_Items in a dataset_

○ ○ ○ ○

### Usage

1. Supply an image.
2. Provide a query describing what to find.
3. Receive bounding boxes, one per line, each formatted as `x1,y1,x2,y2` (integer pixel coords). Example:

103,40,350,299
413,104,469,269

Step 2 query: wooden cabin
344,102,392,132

○ ○ ○ ○

_WORK TO BE COMPLETED_
Can you print every item above line for line, without changing a single character?

_SOLVED EXERCISE_
### Usage

1. Supply an image.
2. Provide a query describing what to find.
3. Receive bounding boxes, one per line, each formatted as `x1,y1,x2,y2` (integer pixel coords). Example:

103,40,350,299
413,104,469,269

Step 2 query: wooden cabin
344,102,392,132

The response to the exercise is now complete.